▶ Text excerpt:
▬▬▬▬▬▬▬▬▬▬

Inclusive Practices Blog task 1: Disability

Crenshaw’s theory of intersectionality (2013) is a framework for understanding how forms of discrimination and oppression—such as racism, sexism, and ableism—intersect and cannot be understood in isolation. Stating my positionality first is important because it shapes how I interpret issues of intersectionality and social justice in my teaching practice as a course leader in Fine Art: Computational Arts.

As someone of mixed Latin American and European heritage who is often perceived as a white European man, my positionality is complex and difficult to speak about. While I benefit from white-passing privilege in life and work, this can silence aspects of my identity and cause discomfort around when and how I speak about marginalisation. I find it awkward to assert my dual heritage around those who may perceive me solely as white. This has shaped my awareness of how identity is often misread or flattened in institutional contexts. I am also sympathetic to international students facing language barriers, having moved country twice—first as a UK-born child enrolling in a Spanish-speaking school in Colombia. I additionally bring the perspective of a recent bowel cancer survivor living with an invisible disability following surgery and having disclosed my needs when joining the PGCert. There are parallels between being white-passing and having an invisible disability; these characteristics could simultaneously privilege and invisibilise a person.

Crenshaw’s theory is helpful in critiquing how institutional data—such as UAL’s dashboards—separates gender, race, and disability, making it difficult to analyse overlapping inequalities. As far as I understand, we cannot explore intersecting categories (e.g. disabled and BAME students), only general trends in each. My own course is new with limited attainment data (11 graduates so far), but more broadly in Fine Art at Camberwell, disabled students achieved 47% firsts compared to 40% overall. This is intriguing but inconclusive without further intersectional breakdown. The BAME awarding gap however, has significantly widened every year over the last three years, demonstrating a worrisome pattern that suggests that intersectional characteristics may unfavourably be impacting on BAME disabled students. The implications for my teaching practice are a need to move beyond broad categories, be attentive to the limitations of UAL’s metrics, and recognise the complexity of students’ intersecting identities. I also need to acknowledge that not all students disclose disabilities at enrolment, leading to incomplete data.

▬▬▬▬▬▬▬▬▬▬

▶ Material provided:

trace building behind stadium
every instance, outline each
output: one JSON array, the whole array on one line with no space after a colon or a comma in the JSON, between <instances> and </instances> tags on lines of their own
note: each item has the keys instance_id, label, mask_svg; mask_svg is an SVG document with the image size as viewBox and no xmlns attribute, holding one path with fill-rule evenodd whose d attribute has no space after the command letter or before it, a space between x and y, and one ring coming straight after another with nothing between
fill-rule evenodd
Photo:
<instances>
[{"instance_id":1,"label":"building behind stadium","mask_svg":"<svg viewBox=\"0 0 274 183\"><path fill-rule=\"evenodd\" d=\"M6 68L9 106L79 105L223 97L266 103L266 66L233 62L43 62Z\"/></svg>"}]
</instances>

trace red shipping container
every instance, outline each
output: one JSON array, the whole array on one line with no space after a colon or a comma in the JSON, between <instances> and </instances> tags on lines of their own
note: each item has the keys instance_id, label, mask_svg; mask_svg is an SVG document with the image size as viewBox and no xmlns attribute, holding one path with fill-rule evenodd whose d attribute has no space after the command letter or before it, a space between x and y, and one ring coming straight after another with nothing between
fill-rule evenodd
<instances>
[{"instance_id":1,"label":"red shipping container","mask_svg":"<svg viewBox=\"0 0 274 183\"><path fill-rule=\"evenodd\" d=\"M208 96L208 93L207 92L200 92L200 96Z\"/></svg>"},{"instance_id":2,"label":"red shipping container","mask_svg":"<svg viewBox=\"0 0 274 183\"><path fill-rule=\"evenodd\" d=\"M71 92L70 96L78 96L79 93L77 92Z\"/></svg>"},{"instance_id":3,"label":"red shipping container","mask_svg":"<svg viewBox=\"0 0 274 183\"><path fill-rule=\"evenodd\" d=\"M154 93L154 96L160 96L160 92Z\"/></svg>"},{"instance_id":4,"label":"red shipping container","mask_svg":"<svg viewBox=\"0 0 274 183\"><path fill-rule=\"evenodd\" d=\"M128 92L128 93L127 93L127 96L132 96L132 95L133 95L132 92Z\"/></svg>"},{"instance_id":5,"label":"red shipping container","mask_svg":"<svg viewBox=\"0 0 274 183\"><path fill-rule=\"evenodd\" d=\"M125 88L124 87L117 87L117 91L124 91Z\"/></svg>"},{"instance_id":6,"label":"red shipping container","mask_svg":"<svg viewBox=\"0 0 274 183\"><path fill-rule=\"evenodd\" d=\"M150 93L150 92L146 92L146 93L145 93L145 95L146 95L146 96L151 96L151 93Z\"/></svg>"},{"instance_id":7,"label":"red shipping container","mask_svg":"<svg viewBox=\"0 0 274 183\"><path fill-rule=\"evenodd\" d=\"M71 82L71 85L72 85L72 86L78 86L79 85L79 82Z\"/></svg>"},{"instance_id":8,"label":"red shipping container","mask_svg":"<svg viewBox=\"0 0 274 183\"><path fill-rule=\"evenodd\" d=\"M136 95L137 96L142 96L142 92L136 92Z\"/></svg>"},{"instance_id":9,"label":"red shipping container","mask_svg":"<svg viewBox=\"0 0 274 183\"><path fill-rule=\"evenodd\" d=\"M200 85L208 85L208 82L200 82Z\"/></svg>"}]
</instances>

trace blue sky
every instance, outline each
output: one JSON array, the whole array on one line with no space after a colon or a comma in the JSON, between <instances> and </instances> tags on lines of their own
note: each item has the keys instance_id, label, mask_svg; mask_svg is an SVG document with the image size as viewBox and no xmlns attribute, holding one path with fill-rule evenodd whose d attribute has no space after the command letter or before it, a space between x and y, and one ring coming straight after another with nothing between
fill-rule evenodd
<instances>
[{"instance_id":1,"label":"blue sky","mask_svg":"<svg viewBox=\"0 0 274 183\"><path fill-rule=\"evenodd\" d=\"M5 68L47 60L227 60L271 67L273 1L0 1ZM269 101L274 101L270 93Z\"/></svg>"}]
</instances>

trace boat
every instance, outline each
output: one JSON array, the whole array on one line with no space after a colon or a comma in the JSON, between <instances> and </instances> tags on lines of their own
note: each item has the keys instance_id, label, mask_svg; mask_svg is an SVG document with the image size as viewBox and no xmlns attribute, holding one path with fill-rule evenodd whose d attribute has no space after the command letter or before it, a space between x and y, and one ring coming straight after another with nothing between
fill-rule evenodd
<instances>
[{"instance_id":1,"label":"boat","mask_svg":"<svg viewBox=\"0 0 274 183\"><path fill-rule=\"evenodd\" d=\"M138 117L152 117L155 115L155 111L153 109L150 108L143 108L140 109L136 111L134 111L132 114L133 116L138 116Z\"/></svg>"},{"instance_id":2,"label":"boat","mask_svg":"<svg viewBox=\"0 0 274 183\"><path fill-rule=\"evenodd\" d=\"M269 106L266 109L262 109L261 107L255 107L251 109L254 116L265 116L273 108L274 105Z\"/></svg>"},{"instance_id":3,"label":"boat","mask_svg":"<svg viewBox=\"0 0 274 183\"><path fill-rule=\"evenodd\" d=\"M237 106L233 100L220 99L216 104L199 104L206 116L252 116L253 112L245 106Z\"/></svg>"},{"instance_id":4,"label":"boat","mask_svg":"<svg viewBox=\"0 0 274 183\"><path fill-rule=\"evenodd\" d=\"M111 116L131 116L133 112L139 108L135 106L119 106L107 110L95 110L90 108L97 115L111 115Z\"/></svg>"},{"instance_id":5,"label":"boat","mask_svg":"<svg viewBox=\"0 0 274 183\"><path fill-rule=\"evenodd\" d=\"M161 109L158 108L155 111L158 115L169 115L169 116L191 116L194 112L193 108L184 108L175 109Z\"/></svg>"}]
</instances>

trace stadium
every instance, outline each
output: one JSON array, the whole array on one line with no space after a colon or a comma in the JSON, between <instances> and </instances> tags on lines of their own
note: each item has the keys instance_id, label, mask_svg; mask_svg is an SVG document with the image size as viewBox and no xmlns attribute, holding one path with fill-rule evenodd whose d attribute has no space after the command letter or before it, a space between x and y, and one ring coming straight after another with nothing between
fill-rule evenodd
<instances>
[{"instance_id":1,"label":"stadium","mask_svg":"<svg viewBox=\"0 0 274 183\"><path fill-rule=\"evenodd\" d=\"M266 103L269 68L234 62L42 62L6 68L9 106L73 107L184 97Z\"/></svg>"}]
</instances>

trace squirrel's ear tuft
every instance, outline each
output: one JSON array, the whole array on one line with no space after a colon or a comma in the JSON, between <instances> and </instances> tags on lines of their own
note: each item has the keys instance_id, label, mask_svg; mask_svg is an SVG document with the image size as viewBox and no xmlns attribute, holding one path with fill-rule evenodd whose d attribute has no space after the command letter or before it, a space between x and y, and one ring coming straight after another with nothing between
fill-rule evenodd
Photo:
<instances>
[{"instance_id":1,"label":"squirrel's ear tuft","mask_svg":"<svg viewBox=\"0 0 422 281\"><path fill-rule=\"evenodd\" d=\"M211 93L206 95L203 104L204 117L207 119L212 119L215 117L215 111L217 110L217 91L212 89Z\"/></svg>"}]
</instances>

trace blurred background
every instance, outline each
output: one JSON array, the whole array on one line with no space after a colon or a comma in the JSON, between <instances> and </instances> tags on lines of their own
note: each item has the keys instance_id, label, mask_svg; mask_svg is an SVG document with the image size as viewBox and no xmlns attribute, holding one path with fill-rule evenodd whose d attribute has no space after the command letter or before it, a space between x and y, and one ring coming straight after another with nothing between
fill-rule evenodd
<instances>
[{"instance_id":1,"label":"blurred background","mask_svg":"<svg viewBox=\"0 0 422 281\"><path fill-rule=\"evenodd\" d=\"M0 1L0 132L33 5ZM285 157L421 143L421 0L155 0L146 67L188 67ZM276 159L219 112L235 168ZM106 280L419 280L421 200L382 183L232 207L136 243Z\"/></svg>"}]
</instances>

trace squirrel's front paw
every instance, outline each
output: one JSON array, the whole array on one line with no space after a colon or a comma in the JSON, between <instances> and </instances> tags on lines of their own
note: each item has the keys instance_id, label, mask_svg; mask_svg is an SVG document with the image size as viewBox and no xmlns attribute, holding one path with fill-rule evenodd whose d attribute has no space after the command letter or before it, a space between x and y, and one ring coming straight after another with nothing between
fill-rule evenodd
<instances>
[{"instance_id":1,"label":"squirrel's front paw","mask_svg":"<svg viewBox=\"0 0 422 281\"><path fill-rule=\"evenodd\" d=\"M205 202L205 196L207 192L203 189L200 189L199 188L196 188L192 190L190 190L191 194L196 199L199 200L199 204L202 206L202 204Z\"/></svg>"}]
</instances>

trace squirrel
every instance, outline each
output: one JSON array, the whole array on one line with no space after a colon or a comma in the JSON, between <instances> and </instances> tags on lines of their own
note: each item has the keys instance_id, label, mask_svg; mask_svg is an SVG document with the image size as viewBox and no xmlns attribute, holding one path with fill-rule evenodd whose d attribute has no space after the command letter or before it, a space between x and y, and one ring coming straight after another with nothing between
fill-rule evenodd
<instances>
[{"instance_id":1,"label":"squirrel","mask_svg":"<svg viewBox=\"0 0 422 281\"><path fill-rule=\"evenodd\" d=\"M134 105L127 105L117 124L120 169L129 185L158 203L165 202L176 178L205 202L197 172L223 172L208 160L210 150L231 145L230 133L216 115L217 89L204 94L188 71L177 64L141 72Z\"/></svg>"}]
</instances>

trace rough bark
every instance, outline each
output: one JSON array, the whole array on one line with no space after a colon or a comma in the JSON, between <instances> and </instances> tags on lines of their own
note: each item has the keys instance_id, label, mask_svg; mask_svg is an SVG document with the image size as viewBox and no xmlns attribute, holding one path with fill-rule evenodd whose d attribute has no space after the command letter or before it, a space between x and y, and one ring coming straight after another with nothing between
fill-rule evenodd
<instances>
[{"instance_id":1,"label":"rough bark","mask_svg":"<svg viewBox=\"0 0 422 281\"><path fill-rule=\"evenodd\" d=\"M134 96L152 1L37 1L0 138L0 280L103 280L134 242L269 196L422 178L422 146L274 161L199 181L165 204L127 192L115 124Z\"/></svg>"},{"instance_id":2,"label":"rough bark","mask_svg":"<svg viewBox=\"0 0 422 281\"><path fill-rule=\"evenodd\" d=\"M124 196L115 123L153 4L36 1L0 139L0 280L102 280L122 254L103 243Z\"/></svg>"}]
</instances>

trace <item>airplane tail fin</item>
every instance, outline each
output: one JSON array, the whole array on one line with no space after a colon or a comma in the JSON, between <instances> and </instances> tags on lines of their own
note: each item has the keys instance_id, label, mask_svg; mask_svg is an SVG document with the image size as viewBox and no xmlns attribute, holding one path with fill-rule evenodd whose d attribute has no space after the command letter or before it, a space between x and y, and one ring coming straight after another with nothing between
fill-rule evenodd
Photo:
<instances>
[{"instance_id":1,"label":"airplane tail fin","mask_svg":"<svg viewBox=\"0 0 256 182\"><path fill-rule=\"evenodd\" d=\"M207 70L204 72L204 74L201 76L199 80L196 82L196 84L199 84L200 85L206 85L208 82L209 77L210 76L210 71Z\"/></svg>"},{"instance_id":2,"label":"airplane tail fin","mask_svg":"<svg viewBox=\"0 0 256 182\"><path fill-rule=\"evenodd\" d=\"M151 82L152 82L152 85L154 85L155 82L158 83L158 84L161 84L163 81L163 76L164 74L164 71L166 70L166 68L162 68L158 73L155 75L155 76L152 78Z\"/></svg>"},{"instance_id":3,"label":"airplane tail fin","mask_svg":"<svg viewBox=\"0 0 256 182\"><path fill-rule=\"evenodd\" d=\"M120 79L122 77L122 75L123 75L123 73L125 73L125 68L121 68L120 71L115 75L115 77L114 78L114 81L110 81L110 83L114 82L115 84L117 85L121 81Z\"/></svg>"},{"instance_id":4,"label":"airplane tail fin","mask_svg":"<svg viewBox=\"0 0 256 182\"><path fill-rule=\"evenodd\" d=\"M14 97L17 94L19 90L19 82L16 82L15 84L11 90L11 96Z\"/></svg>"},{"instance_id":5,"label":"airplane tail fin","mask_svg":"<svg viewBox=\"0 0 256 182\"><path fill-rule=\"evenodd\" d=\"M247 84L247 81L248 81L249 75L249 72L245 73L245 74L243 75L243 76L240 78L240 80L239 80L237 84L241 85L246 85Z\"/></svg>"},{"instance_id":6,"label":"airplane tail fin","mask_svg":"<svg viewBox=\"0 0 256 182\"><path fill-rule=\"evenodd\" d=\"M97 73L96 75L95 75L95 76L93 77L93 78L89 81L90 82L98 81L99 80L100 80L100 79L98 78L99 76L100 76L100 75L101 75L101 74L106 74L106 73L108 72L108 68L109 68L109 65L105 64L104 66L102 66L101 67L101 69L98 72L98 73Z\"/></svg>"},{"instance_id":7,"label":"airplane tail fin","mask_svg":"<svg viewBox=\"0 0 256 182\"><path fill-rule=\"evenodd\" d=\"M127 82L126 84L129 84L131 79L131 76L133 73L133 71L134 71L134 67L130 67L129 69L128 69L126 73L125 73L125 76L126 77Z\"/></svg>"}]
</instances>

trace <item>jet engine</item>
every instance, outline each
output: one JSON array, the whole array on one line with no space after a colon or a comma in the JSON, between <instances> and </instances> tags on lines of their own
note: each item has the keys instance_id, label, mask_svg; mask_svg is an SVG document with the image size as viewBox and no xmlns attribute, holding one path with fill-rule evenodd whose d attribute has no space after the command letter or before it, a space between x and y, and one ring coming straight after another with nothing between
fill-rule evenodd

▬▬▬▬▬▬▬▬▬▬

▶ Work instruction:
Please go on with the blog post on intersectionality and disability from the point where it stops.

▶ Task result:
Adepitan’s ParalympicsGB interview (2020) argues that inclusive spaces and support should enable individuals to ‘shine’. He highlights the overlapping issues of disability and race in sport while making a broader case for social justice. Intersectionality has encouraged me to go further as Course Leader in designing inclusive learning environments. At UAL, disability, health, language, and academic support are often communicated separately. It’s important to identify how support needs intersect, and how one issue can exacerbate another. For example, many international students face both cultural barriers and mental health struggles. Rather than framing students as arriving with problems, we should consider how the learning environment creates those barriers—aligned with the social model of disability (UAL, 2020). Christine Sun Kim (2023) similarly reflects on how moving to Berlin enabled her art practice due to in-built state support, free daycare, and affordable studios—conveying a sense of relief after previously living in the US. On that note, our course should strive to create conditions of intersectional support, enabling all students to thrive without structural barriers.

References

Adepitan, A. (2020). ‘Ade Adepitan gives amazing explanation of systemic racism’. Interview with Ade Adepitan. Interviewed by Nick Webborn for ParalympicsGB Legends, YouTube, 16 October. Youtube. Available at: https://www.youtube.com/watch?v=bnRjdol_j0c  (Accessed: 19/06/2025). 

Crenshaw, K.W., 2013. Mapping the margins: Intersectionality, identity politics, and violence against women of color. In The public nature of private violence (pp. 93-118). Routledge.